*** Begin section ***

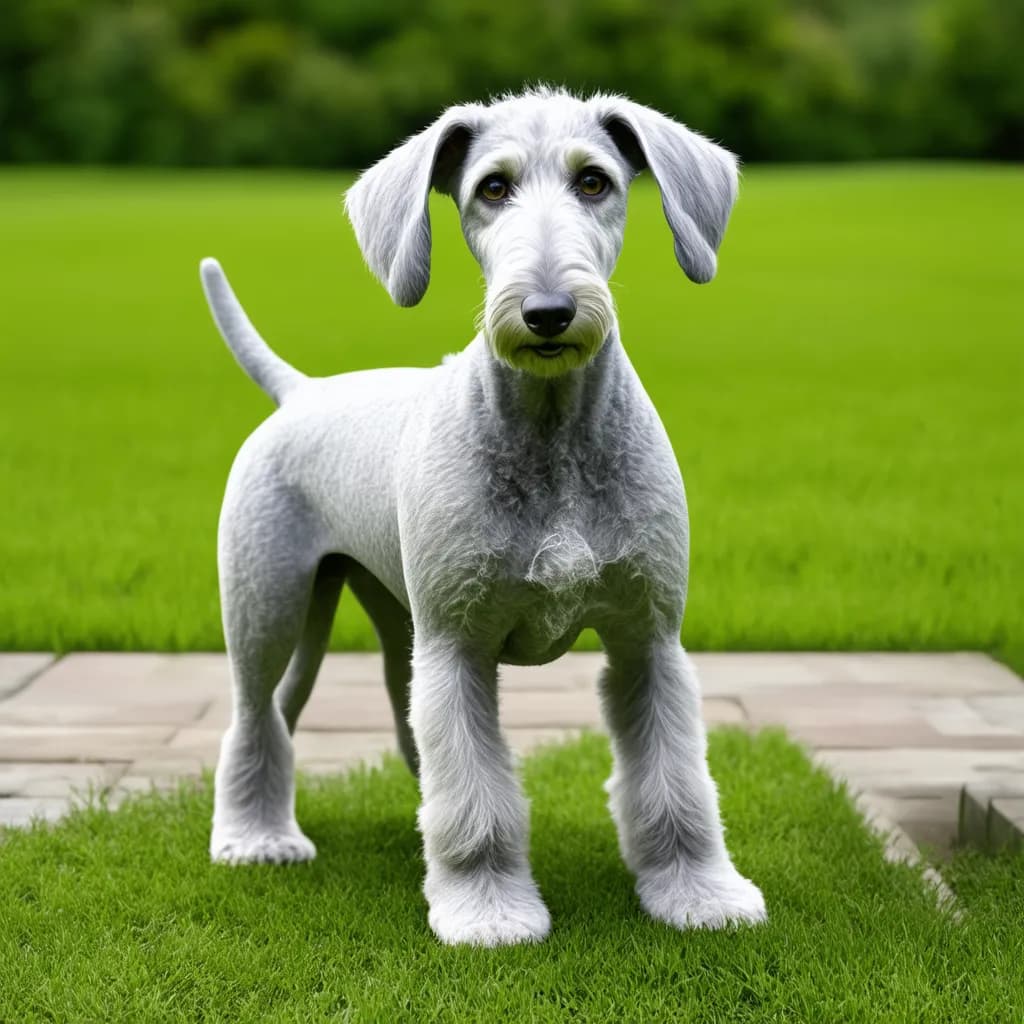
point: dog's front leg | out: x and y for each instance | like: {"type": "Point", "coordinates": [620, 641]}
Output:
{"type": "Point", "coordinates": [473, 815]}
{"type": "Point", "coordinates": [662, 794]}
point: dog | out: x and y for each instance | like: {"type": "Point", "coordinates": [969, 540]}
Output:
{"type": "Point", "coordinates": [484, 511]}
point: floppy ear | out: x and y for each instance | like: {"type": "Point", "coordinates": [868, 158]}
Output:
{"type": "Point", "coordinates": [388, 205]}
{"type": "Point", "coordinates": [697, 179]}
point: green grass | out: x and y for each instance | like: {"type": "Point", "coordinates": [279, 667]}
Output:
{"type": "Point", "coordinates": [845, 399]}
{"type": "Point", "coordinates": [120, 918]}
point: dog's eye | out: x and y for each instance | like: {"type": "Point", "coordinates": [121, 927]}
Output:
{"type": "Point", "coordinates": [494, 188]}
{"type": "Point", "coordinates": [592, 182]}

*** End section ***

* **What you should do**:
The records above are to be retyped exactly, with every picture left out.

* **Answer to this task**:
point: dog's front leg | out: x and y for each instance | like: {"type": "Point", "coordinates": [620, 641]}
Output:
{"type": "Point", "coordinates": [473, 815]}
{"type": "Point", "coordinates": [662, 794]}
point: dog | out: x and y for each instance | like: {"type": "Point", "coordinates": [969, 540]}
Output:
{"type": "Point", "coordinates": [484, 511]}
point: floppy ear | out: x and y for each instance | like: {"type": "Point", "coordinates": [868, 158]}
Output:
{"type": "Point", "coordinates": [388, 205]}
{"type": "Point", "coordinates": [697, 179]}
point: green grass | out: x and y for each instance | like: {"type": "Point", "coordinates": [279, 667]}
Output:
{"type": "Point", "coordinates": [845, 399]}
{"type": "Point", "coordinates": [120, 918]}
point: dog's eye | out: x and y for each instance | like: {"type": "Point", "coordinates": [121, 927]}
Output:
{"type": "Point", "coordinates": [494, 188]}
{"type": "Point", "coordinates": [592, 182]}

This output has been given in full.